- EXERCISE INSTRUCTIONS -
Where the line with "Task: Indicate the framed landscape" appears in the records below, start there and transcribe each line exactly through the last.

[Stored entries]

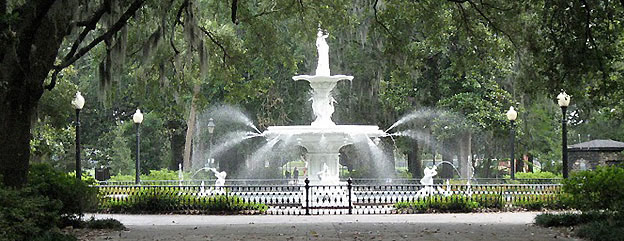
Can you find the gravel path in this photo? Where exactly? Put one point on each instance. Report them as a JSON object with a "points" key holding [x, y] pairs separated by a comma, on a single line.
{"points": [[472, 226]]}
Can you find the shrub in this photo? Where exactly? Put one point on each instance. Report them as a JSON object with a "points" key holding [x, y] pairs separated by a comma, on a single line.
{"points": [[153, 200], [600, 189], [490, 201], [160, 200], [538, 202], [75, 196], [453, 203], [24, 216], [107, 223], [568, 219]]}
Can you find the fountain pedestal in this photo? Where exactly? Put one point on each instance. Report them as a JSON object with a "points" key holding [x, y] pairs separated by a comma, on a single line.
{"points": [[322, 138], [323, 146]]}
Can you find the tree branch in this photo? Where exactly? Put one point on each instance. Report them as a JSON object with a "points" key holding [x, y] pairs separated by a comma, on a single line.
{"points": [[272, 10], [175, 23], [114, 29], [214, 40], [379, 21], [3, 7], [234, 9], [89, 26]]}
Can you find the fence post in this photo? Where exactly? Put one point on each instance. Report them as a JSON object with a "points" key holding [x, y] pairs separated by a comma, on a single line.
{"points": [[307, 186], [349, 187]]}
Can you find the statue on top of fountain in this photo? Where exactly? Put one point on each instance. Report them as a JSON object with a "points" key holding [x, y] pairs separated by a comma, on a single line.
{"points": [[427, 180], [323, 51], [324, 173], [220, 182]]}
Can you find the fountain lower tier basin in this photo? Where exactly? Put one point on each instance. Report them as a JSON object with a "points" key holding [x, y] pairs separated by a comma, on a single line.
{"points": [[323, 146]]}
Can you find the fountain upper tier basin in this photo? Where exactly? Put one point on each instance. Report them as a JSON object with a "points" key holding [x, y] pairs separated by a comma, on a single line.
{"points": [[323, 138], [322, 78]]}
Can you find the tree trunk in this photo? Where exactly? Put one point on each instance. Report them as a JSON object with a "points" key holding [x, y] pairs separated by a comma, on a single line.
{"points": [[28, 49], [465, 160], [447, 170], [176, 138], [190, 123], [414, 161]]}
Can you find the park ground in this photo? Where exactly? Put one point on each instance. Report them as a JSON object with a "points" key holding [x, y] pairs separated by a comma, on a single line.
{"points": [[506, 226]]}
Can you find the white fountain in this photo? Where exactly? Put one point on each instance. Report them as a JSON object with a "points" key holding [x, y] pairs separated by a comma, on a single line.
{"points": [[323, 138]]}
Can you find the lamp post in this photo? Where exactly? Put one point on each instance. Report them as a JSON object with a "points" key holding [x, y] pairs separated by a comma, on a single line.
{"points": [[78, 103], [210, 126], [137, 118], [563, 100], [511, 116]]}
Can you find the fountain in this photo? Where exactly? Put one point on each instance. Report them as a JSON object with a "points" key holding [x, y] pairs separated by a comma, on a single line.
{"points": [[323, 138]]}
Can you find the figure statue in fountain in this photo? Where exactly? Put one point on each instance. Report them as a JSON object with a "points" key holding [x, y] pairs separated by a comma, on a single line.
{"points": [[324, 172], [429, 172], [427, 180], [323, 52], [220, 182]]}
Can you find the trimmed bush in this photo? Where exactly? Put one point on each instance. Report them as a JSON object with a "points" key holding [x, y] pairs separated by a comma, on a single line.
{"points": [[75, 196], [107, 223], [538, 202], [453, 204], [161, 200], [24, 216], [600, 189], [568, 219]]}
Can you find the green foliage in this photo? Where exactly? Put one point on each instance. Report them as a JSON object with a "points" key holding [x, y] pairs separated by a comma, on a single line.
{"points": [[121, 161], [453, 204], [404, 173], [600, 189], [538, 202], [602, 230], [537, 175], [53, 145], [568, 219], [49, 200], [107, 223], [163, 200], [157, 175], [24, 215], [76, 197]]}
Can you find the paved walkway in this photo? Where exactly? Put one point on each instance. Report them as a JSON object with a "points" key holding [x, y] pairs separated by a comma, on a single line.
{"points": [[472, 226]]}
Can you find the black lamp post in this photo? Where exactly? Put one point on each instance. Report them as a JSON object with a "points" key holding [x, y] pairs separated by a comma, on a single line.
{"points": [[137, 118], [563, 100], [210, 126], [511, 116], [78, 103]]}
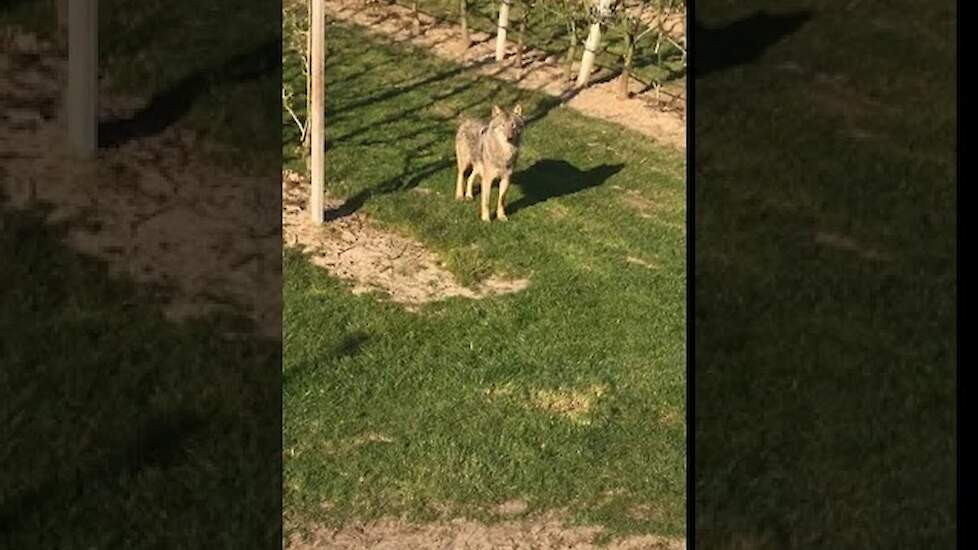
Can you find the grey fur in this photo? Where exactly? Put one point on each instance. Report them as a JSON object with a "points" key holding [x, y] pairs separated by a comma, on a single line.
{"points": [[490, 151]]}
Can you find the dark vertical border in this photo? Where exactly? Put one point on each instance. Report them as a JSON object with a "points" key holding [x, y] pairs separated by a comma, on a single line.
{"points": [[690, 278]]}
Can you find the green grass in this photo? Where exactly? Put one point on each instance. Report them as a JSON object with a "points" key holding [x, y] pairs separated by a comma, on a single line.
{"points": [[121, 428], [361, 367], [825, 379]]}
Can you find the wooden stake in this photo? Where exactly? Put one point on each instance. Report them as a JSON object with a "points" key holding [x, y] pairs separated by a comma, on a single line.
{"points": [[82, 100], [318, 112]]}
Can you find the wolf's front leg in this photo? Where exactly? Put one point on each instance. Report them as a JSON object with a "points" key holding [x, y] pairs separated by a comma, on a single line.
{"points": [[458, 182], [487, 180], [500, 207], [468, 186]]}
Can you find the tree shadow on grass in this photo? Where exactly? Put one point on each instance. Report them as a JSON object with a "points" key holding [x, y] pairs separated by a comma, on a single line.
{"points": [[170, 105], [115, 418], [548, 179], [742, 41]]}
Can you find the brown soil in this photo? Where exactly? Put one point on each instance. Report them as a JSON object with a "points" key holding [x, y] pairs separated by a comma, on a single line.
{"points": [[353, 248], [660, 117], [155, 209], [548, 531]]}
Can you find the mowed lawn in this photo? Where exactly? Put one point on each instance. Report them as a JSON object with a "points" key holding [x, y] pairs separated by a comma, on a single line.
{"points": [[825, 219], [569, 395]]}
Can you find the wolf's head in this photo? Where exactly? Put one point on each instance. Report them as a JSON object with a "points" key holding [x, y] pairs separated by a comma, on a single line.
{"points": [[507, 125]]}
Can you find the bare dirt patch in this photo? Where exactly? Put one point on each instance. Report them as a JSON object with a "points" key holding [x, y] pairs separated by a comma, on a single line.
{"points": [[658, 116], [849, 244], [353, 248], [156, 208], [548, 531], [638, 261], [572, 404]]}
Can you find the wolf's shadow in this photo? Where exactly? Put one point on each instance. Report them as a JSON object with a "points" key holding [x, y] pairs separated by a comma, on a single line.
{"points": [[548, 178]]}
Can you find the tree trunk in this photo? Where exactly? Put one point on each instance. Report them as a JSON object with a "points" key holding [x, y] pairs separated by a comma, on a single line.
{"points": [[501, 30], [417, 18], [464, 18], [306, 140], [591, 47], [62, 10], [317, 117], [521, 41], [626, 65]]}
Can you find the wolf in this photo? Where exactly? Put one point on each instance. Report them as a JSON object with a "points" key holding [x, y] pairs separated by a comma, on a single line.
{"points": [[490, 151]]}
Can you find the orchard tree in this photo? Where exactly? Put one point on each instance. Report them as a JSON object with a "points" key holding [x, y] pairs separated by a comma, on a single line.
{"points": [[600, 11]]}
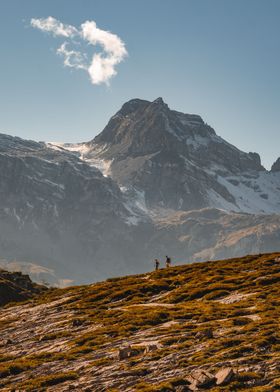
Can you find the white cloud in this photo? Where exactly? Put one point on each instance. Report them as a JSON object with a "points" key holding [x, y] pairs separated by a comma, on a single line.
{"points": [[72, 58], [52, 25], [101, 67]]}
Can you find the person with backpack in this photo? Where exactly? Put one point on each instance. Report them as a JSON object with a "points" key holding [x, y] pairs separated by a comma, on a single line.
{"points": [[167, 261], [156, 264]]}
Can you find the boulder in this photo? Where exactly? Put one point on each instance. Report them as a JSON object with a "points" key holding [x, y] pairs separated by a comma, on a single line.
{"points": [[206, 333], [182, 388], [224, 376], [77, 322], [125, 352], [201, 379], [150, 347]]}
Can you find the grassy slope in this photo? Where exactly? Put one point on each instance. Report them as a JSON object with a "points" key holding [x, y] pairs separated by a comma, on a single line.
{"points": [[72, 336]]}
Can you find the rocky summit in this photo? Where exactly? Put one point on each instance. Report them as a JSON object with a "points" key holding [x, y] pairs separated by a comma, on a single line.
{"points": [[155, 181], [205, 326]]}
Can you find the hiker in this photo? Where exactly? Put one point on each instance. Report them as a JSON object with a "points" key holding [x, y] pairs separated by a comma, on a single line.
{"points": [[156, 264], [167, 261]]}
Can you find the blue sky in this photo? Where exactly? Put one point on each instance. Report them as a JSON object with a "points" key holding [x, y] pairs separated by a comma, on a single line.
{"points": [[216, 58]]}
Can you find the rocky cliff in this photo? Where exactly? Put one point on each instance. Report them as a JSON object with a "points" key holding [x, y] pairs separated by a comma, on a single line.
{"points": [[154, 182], [15, 287]]}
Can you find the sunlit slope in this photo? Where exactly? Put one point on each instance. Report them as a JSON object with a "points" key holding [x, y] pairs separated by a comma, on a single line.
{"points": [[170, 330]]}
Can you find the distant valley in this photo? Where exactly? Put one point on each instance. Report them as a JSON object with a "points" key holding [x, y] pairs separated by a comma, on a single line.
{"points": [[154, 182]]}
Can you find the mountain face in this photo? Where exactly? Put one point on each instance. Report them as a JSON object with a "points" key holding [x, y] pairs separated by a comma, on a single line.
{"points": [[15, 287], [210, 326], [154, 182], [178, 162], [56, 210]]}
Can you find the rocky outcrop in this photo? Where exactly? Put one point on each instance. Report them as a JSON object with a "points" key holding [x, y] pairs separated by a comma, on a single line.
{"points": [[15, 287], [137, 332], [174, 158]]}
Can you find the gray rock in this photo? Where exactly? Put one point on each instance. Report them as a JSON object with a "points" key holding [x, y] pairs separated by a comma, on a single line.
{"points": [[125, 352], [201, 379], [224, 376]]}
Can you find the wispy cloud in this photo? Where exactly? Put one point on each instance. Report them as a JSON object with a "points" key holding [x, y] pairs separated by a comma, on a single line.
{"points": [[101, 66]]}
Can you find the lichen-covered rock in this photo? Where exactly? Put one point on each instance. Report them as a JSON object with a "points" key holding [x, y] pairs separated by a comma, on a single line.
{"points": [[224, 375]]}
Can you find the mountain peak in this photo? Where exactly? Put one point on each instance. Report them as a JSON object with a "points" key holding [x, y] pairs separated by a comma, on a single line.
{"points": [[276, 166], [159, 101]]}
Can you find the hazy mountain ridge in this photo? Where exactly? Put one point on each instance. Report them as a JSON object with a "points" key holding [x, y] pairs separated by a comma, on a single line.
{"points": [[179, 162], [155, 181]]}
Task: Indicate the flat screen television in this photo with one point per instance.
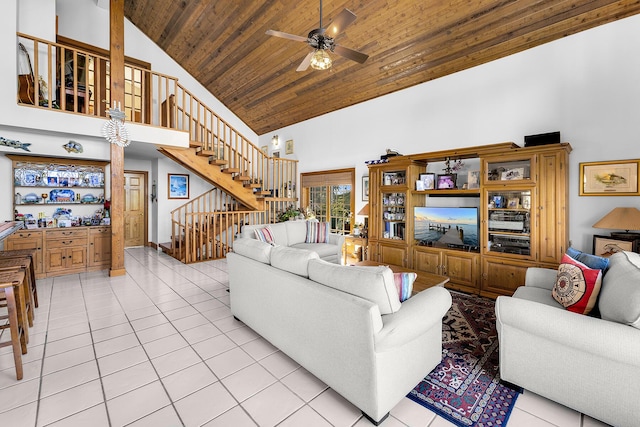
(447, 226)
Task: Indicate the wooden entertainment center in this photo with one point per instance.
(522, 198)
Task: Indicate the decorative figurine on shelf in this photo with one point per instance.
(457, 165)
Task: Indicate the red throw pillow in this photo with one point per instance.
(577, 286)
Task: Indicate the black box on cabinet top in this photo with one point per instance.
(542, 139)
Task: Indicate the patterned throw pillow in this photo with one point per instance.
(317, 232)
(577, 286)
(264, 235)
(404, 284)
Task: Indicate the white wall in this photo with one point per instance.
(587, 86)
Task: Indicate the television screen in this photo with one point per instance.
(447, 226)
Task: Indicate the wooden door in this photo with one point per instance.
(135, 208)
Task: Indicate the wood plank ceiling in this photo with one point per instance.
(224, 46)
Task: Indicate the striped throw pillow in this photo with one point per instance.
(404, 284)
(317, 232)
(264, 235)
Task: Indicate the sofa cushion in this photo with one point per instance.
(296, 231)
(254, 249)
(323, 249)
(317, 232)
(577, 286)
(404, 284)
(591, 261)
(620, 296)
(264, 234)
(374, 284)
(292, 260)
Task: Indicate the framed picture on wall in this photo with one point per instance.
(178, 186)
(606, 246)
(616, 178)
(365, 188)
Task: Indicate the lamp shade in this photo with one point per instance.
(320, 60)
(620, 219)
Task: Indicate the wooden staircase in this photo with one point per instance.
(242, 186)
(249, 185)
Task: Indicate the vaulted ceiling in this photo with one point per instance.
(224, 46)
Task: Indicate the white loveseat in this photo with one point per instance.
(344, 324)
(293, 233)
(586, 363)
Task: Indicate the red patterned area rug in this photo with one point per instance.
(465, 387)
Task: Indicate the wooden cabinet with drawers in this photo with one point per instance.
(66, 251)
(61, 251)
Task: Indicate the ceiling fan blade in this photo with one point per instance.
(286, 36)
(354, 55)
(340, 22)
(305, 62)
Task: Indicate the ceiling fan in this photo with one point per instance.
(322, 39)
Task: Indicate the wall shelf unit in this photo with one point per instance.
(522, 197)
(41, 186)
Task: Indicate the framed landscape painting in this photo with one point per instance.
(178, 186)
(615, 178)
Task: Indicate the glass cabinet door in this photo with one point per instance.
(509, 222)
(393, 216)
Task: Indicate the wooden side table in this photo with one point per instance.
(354, 249)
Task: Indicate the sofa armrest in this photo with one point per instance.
(587, 334)
(417, 315)
(544, 278)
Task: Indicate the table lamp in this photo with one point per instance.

- ANSWER TO THIS PROBLEM -
Task: Indicate the framed landscape painting in this photo with one point per instance.
(178, 186)
(615, 178)
Task: Indicate the glass cabinet door in this photo with one point per instance.
(509, 222)
(393, 216)
Task: Indicate the wooden side table in this photo with one point per instance.
(354, 249)
Task: Indicate the sofa armrest in this photo with one point per instance.
(587, 334)
(417, 315)
(544, 278)
Task: Indicate the table lamp in this photo with one point per instance.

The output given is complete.